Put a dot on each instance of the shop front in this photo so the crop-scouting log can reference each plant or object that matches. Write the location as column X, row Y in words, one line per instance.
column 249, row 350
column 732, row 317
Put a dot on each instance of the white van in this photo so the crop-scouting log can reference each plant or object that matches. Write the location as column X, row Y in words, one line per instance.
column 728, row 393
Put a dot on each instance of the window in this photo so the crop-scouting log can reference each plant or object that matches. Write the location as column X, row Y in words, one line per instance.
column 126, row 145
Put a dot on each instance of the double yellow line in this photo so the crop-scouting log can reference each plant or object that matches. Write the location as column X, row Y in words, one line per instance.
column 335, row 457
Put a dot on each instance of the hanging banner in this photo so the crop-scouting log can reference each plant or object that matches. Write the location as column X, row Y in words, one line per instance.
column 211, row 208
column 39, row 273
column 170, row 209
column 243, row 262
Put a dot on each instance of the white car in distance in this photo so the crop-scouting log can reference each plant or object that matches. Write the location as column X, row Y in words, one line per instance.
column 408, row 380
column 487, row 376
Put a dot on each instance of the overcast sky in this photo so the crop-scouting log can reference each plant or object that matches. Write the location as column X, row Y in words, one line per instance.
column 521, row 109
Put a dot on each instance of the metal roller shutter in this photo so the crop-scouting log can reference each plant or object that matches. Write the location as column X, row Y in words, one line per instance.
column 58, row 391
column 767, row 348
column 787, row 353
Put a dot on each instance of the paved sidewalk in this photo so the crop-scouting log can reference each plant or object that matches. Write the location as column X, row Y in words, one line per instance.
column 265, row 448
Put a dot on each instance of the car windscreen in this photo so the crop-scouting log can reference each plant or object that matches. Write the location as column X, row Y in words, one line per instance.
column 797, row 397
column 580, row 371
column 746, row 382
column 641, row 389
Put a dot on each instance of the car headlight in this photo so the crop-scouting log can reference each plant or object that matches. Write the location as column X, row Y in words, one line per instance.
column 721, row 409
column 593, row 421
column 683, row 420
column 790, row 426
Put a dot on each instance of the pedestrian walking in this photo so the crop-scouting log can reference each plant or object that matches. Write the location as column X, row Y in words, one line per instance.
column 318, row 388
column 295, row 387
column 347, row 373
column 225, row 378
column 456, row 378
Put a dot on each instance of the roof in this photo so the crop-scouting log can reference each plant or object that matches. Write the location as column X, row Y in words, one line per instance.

| Task directions |
Retype the records, line for line.

| Solution to the exercise |
Put a dot on each instance of the shop front in this photo so the crop-scouting log can reference each plant or object that matches. Write the location as column X, row Y in words, one line per instance.
column 249, row 350
column 732, row 317
Put a dot on each instance of the white van in this photo so the crop-scouting log can reference each plant or object that matches. Write the location as column X, row Y in words, one line per instance.
column 728, row 393
Put a dot on each instance of the window in this photo so the crop-scouting log can reference each plant or object that matches. Write the location as column X, row Y in words, one line per instance.
column 126, row 145
Put a dot on each instance of the double yellow line in this photo so the crop-scouting log can reference each plant or object that matches. Write the location as column X, row Y in words, one line per instance.
column 335, row 457
Put a dot on each instance of the hanging banner in this photo so the crop-scouting log can reference each plant or object that matches. Write the location as column X, row Y in words, one line per instance.
column 211, row 208
column 39, row 273
column 170, row 209
column 243, row 262
Put a dot on each instance of the white car in distance in this photo so the crop-scouting log can reference each plant or object that matches. Write the location as column X, row Y in words, one line per instance.
column 408, row 380
column 487, row 376
Put a dot on each instance of the overcast sky in this photo so the crop-scouting log can reference each plant or object that matches. Write the location as column X, row Y in words, one line per instance.
column 521, row 109
Put a dot on each instance of the metal roller shutter in this photo so the crop-scouting log can reference each plant or object that matches. Write the location as column X, row Y in words, one line per instance.
column 58, row 391
column 767, row 348
column 787, row 353
Put a dot on each instance of the paved sidewalk in this photo so the crop-scouting log can reference each plant or object that matches. Write the location as column X, row Y in words, one line per instance.
column 265, row 448
Put a dot on each instance of the car windscreen in this photo so the crop-scouting log can reference each plant or object that matches. Write the location as column X, row Y in words, one line per instance.
column 797, row 397
column 580, row 371
column 746, row 382
column 641, row 389
Put a dot on each instance of the car headlight in this photo so the crop-scouting log can reference each plant or object that matches. Write the location as column X, row Y in words, one line per instance.
column 721, row 409
column 593, row 421
column 683, row 420
column 790, row 426
Put a dot on each instance of the pedestrian walking in this photo so the crop-scouting log can reference each plant or object that matches. Write the location as column X, row Y in words, one line per instance.
column 318, row 388
column 295, row 387
column 347, row 373
column 225, row 378
column 456, row 378
Put a dot on each instance of the roof in this photo so the crop-scouting log can reference each plant or object that matches. Write the location as column X, row Y in words, one line per instance.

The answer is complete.